▸ **Text provided**
start
I wasn’t hugged enough as a child
I’m probably just a crybaby though; but I’m sure you’ve all figured that one out by now.

I recently distanced myself from a guy I really liked and dated for like a month due to the “relationship” (is it a relationship? I mean, technically speaking isn’t any constant interaction with another human a relationship? Like I have a relationship with Whiskey. My sister, I mean. Not the drink. I mean the drink) not going in the direction I was hoping.
was asked to go on an “afternoon delight” with him.
what.
my life is a comedy of errors.

 

So I woke up the next day feeling horribly shitty and decided that this was to be The Mourning Day of All Men Who Have Rejected Me.
You know this was going to be a long day for me.

I refused to wallow in bed especially long while, actually wallowing in bed longer than normal. I put on the Cake {you know i have to love a band with “cake” as the name} radio station on my phone, expecting some smarmy classic wit from the band, only to be bombard with “Love you madly” which made the act of putting pimple cream on my face particularly pathetic.

After throwing on some acceptable mourning clothing (ie sweats and an ugly free college shirt — no bra) I shuffled downstairs where I found the house to be empty. I was thinking of making myself chocolate chip cookies and freezing the rest of the batter, but that sounded like to much work for a woman with several broken hearts.
And plus, let’s be real. Freeze the extra? Who am I kidding, I’m fucking woofing them down.

I started texting Whiskey telling her I was going to bake cookies, and she replied asking if I could bake up something healthier.
Uhm, NO, I AM A WOMAN IN PAIN CAN’T YOU SEE? I NEED DEEP BUTTERY DELICIOUS BAKED GOODS TO HEAL MY SOUL.
And fuck that noise: Psh, healthy desserts. Doesn’t she know who I am?
end
▸ **Listed entries**
start
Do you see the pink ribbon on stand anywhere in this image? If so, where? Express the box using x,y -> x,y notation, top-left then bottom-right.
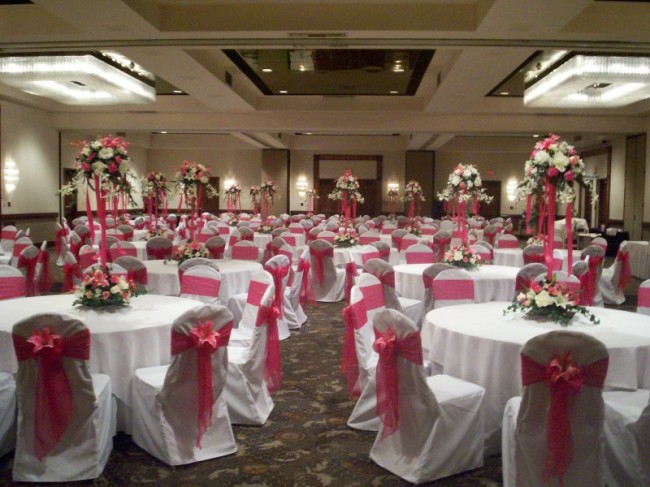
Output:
255,303 -> 282,394
372,330 -> 422,440
521,352 -> 609,486
171,321 -> 232,448
12,327 -> 90,462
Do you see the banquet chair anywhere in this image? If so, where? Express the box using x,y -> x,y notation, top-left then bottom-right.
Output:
79,245 -> 98,269
223,271 -> 282,425
431,268 -> 474,308
0,225 -> 18,254
364,241 -> 391,264
108,240 -> 138,262
497,233 -> 519,249
0,265 -> 27,300
398,232 -> 418,252
230,240 -> 259,262
181,265 -> 221,305
522,244 -> 546,265
363,259 -> 422,326
309,238 -> 346,303
598,242 -> 632,304
12,313 -> 116,482
502,331 -> 609,487
636,279 -> 650,315
178,257 -> 219,281
402,240 -> 433,264
205,235 -> 226,259
113,255 -> 148,291
131,304 -> 237,465
370,309 -> 485,484
603,389 -> 650,487
515,262 -> 548,296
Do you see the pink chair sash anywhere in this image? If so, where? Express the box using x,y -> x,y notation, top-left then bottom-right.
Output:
181,274 -> 221,297
255,303 -> 282,394
372,329 -> 422,439
309,247 -> 334,286
231,245 -> 259,260
172,321 -> 232,448
0,276 -> 26,299
12,327 -> 90,461
521,353 -> 609,485
406,252 -> 433,264
432,279 -> 474,300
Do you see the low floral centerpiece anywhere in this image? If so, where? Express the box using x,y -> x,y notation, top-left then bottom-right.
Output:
442,244 -> 481,269
72,267 -> 142,308
503,275 -> 600,326
334,231 -> 361,248
172,240 -> 210,265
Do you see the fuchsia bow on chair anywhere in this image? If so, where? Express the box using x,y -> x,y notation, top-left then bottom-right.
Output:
372,330 -> 422,439
172,321 -> 232,448
12,327 -> 90,461
309,247 -> 334,286
521,352 -> 609,486
255,303 -> 282,394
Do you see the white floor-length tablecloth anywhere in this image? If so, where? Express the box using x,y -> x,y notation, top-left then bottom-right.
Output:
395,264 -> 519,303
0,294 -> 201,432
422,302 -> 650,452
144,259 -> 262,304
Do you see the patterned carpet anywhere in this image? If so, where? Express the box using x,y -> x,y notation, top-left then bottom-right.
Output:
0,258 -> 639,487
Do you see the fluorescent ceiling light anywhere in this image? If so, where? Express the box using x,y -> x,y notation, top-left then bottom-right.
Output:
524,55 -> 650,108
0,53 -> 156,105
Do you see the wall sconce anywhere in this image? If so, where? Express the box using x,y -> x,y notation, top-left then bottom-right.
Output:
296,176 -> 308,198
3,159 -> 20,194
506,178 -> 518,201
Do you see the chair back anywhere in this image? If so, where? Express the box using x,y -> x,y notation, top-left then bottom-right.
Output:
431,268 -> 474,308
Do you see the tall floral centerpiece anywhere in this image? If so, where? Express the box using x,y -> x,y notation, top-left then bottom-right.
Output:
140,171 -> 170,234
517,134 -> 587,281
224,183 -> 241,213
403,181 -> 426,220
327,169 -> 364,229
260,181 -> 278,221
438,164 -> 491,246
176,161 -> 219,240
61,135 -> 132,267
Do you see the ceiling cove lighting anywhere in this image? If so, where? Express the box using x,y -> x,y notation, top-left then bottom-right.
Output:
524,54 -> 650,108
0,52 -> 156,105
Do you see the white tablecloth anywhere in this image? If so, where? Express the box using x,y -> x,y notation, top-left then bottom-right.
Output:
395,264 -> 519,303
494,249 -> 580,272
144,259 -> 262,304
422,302 -> 650,451
0,294 -> 201,424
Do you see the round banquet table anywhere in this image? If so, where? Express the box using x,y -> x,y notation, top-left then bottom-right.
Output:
493,248 -> 581,272
144,259 -> 262,303
0,294 -> 201,432
394,264 -> 519,303
422,302 -> 650,452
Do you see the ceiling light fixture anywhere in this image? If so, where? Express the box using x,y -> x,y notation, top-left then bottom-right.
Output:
524,54 -> 650,108
0,52 -> 156,105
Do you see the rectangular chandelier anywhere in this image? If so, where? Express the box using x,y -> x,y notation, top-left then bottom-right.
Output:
524,54 -> 650,108
0,52 -> 156,105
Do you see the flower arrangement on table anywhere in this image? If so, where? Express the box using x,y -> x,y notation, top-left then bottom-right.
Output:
334,230 -> 361,248
516,134 -> 593,280
442,244 -> 481,269
72,267 -> 142,308
503,276 -> 600,326
171,240 -> 210,265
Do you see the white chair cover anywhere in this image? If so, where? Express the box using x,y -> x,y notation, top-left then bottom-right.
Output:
131,304 -> 237,465
13,313 -> 116,482
502,331 -> 609,487
370,309 -> 485,484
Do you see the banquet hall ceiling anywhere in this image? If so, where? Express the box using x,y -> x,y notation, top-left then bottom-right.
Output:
0,0 -> 650,150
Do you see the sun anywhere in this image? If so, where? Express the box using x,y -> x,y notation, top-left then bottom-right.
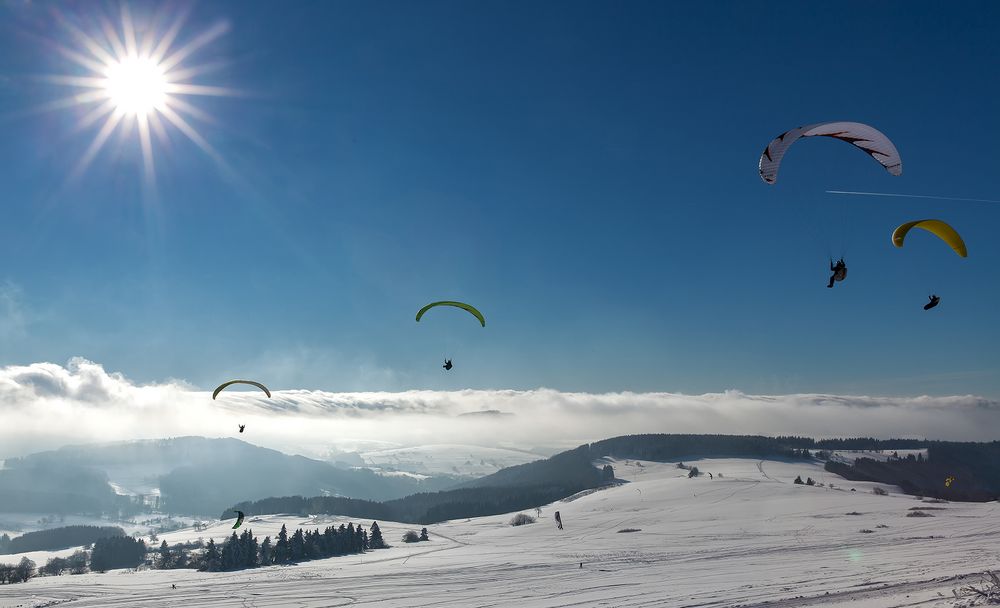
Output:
105,56 -> 167,116
44,5 -> 235,182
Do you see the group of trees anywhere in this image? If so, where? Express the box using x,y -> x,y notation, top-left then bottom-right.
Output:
154,522 -> 388,572
403,520 -> 428,543
0,522 -> 390,584
90,536 -> 146,572
0,557 -> 35,585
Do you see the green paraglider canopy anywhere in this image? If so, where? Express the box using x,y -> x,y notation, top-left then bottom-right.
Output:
212,380 -> 271,399
417,300 -> 486,327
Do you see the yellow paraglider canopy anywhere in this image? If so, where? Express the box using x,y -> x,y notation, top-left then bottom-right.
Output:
892,220 -> 969,258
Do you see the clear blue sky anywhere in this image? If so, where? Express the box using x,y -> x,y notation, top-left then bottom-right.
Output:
0,0 -> 1000,398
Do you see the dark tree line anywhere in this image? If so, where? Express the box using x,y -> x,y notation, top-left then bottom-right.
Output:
154,522 -> 388,572
0,557 -> 35,585
90,536 -> 146,572
826,441 -> 1000,502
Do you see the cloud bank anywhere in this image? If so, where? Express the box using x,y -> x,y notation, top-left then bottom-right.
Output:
0,358 -> 1000,458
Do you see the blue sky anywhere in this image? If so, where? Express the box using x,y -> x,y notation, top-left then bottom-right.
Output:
0,1 -> 1000,398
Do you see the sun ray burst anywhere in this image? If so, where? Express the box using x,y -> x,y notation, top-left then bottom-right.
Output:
end
▸ **Written request**
Continue the blog post about the narrator's Mourning Day, starting right after its last line.

▸ **Task response**
My thoughts turned to something with honey temporarily in honor of the campus beekeeper-slash-campus-eastern spiritualist-vegan who I tried so hard to catch just to watch him slip through my fingers, like bees. Or something. The joke made more sense in my head.
He did however ended up adding me on snapchat few days later recently. aw yeah i’m such a babe not

But nah. None of my ideas seemed to be good enough. Everything produced too much, and my hazelnut financiers kept staring at me making me feel guilty for using up a whole stick of butter on them and not finishing them. It’s not that you’re bad, I promise I told the cute little cookie-cakes but you know how I have commitment issues with desserts. I can’t finish them all. I whispered sadly to them, and then realized I was talking to cookie-cakes and it was only 2pm.

I want to say some great reason compelled me to think of the brownie mug, but nothing really did. I just thought “wow I need a single serving of something with chocolate STAT” and then I thought “oh my gOD THE BROWNIE MUG YES BROWNIE MUG I HAVE NEVER MADE YOU BEFORE NOW IS THE CHANCE LETS DO IT”

Except I have. I’ve made it once before. EXACTLY ONCE. And it was with boxed mix. These were dark times of which we do not speak of anymore.

So I went hunting and searching for a mug brownie that didn’t have oil in it, because man, that shit sounds gross. {I know it’s not, I’m just dramatic.} I wanted to give you some really deep and technical reason for not having oil in your brownie, but I honestly can’t. It would make me a big hypocrite like men since I bake up a mean chocolate cake with oil instead of butter.
You want a reason for an oil-less brownie? I ain’t got none son. Just roll with the currents and shit.
Come on my stupendously sad ride of sorrow.

Oh, btw, the recipe I ended up picking is from Cooking Classy. Something about it just seemed right. I guess because the blog post was so cute and about how it’s eating chocolate to make you happy and shit, while mine is about how I’ve given up on men. Ehhhh. Close enough


The Mug Brownie
Serves: 1 – your lonely-ass self

Ingredients:
*2 tbsp butter
*1/4 cup packed whatever grade brown sugar you want. I like it dark son
*1 large egg
*1/4 tsp vanilla
*2 tbsp cocoa powder
*1/4 cup flour {I know right? it almost seems weird}
*1 “pinch” baking soda {dafuq?}
*1 pinch salt
*1/2 tsp instant coffee
*1 tsp hottest tap water
*handful of chocolate chips. if you want. i’m not gonna be the chocolate chip police
*ice cream and some other delicious shit to drizzle all over it that isn’t your sad salty tears

1. Hunt for a suitable mug. This is extremely crucial because this brownie is bigger than you think… and you don’t want to feel extra pathetic like it’s possible right? and eat from your Tigger mug from Disney World. I ended up choosing some cute artsy-fartsy wide bucket-mug with a painted fish on it from Portugal. Big surprise right?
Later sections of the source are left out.